> **Written task**:
Reproduce all of the material below verbatim, line by line.

> **Listed entries**:
-- begin --
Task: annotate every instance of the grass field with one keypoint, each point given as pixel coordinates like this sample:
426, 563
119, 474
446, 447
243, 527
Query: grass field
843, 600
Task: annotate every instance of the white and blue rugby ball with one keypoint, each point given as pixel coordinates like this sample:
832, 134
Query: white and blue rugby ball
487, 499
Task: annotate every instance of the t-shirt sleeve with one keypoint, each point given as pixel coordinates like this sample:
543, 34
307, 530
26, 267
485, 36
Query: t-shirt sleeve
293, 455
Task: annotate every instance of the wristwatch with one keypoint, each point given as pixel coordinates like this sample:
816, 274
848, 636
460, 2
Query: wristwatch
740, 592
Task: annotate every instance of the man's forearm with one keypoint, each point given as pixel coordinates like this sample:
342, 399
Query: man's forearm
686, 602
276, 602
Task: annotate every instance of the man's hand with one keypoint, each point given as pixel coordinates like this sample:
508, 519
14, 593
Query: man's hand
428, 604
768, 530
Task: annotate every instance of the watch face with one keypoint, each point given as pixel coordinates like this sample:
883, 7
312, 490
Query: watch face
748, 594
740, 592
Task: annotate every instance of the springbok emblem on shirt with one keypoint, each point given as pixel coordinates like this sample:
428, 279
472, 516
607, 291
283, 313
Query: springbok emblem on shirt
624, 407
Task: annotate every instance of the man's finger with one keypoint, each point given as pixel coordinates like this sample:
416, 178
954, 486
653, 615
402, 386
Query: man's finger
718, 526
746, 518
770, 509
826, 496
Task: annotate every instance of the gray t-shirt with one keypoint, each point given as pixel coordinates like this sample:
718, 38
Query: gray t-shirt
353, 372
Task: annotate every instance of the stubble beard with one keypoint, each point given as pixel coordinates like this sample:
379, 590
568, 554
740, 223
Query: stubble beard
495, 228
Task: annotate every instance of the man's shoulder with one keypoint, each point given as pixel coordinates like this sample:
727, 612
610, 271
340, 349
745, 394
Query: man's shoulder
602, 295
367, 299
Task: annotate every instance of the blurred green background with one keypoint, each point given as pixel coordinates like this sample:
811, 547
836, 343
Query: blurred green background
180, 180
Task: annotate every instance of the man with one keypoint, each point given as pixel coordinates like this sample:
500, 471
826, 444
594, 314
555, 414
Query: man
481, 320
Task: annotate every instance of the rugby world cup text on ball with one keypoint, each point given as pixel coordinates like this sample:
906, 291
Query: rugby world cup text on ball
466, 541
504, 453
-- end --
> **Full output**:
Task: annotate every instance of the grass field with one keypoint, each point given as pixel coordinates like this sample:
426, 563
119, 474
446, 447
243, 527
Query: grass field
843, 600
Task: annotate every instance of the white and blue rugby ball with one keypoint, each point given as pixel coordinates like this sample:
832, 134
Query: white and blue rugby ball
487, 499
Task: annotate every instance of the t-shirt sleeve with one keypoint, each point given as pixel coordinates like this sample:
543, 34
307, 530
26, 267
485, 36
Query: t-shirt sleeve
293, 455
Task: annotate every instance of the wristwatch with one keypoint, each point given as pixel coordinates like this sample:
816, 274
848, 636
460, 2
Query: wristwatch
740, 592
Task: annotate every instance of the man's forearm with one keypoint, each point given as pixel coordinates like this sample:
342, 399
Query: man's forearm
686, 602
276, 602
Task: annotate every instance of the man's hand with one keypoint, each point given as pixel coordinates like this sample:
508, 519
14, 593
Query: man's hand
428, 604
768, 530
Task: annotate every instance of the watch face with one keypoint, each point given as pixel coordinates like this sample:
883, 7
312, 490
Query: watch face
748, 594
740, 592
Task: annotate every instance of the springbok emblem on shirt with one keypoint, each point given as pixel coordinates like this sample:
428, 279
472, 516
607, 291
283, 313
Query: springbok emblem on shirt
624, 407
Task: annotate every instance of the man's finger with one keypoint, each point given as pixel coordinates like this sample:
416, 178
954, 486
653, 615
402, 386
Query: man's finger
718, 526
746, 518
770, 509
826, 496
Task: annotate every instance of the gray t-shirt with one keypoint, each point given as pixel coordinates like this sample:
718, 38
Query: gray t-shirt
353, 372
Task: annotate every instance of the stubble beard with one keypoint, each point given as pixel coordinates like this sample:
379, 590
568, 554
740, 223
Query: stubble beard
495, 228
Task: annotate every instance of the man's shoulder with one keypoint, each point given as pixel coordinates like this sample:
727, 612
610, 271
340, 349
745, 394
Query: man's shoulder
602, 295
367, 299
Task: annotate every instance of the blurred green background with one keypoint, each point given as pixel coordinates like this sample:
811, 547
836, 343
Query: blurred green background
180, 180
Task: annotate every instance of the man with one keypoint, each point given as pixel coordinates like this sample:
500, 471
826, 444
594, 314
555, 414
Query: man
481, 320
Task: annotate every instance of the rugby world cup text on ball with one keypoint, each point given as pixel coordinates like this sample:
906, 291
Query: rugby world cup text on ball
466, 541
504, 453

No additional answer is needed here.